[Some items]
━━━━━━━━━━━━━━━━

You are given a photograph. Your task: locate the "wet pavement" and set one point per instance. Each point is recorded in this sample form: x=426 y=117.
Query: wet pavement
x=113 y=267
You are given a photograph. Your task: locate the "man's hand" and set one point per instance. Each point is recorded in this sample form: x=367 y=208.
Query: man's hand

━━━━━━━━━━━━━━━━

**WRITTEN REQUEST**
Retype all of the items above, matching every line character for character.

**EXPECTED ANSWER**
You are given a photograph. Your task: locate the "wet pavement" and set one point per instance. Each point is recorded in this sample form: x=426 y=117.
Query: wet pavement
x=113 y=267
You are given a photograph. Your task: locate the "man's hand" and set one point per instance. Each point is recorded in this sample form: x=367 y=208.
Query: man's hand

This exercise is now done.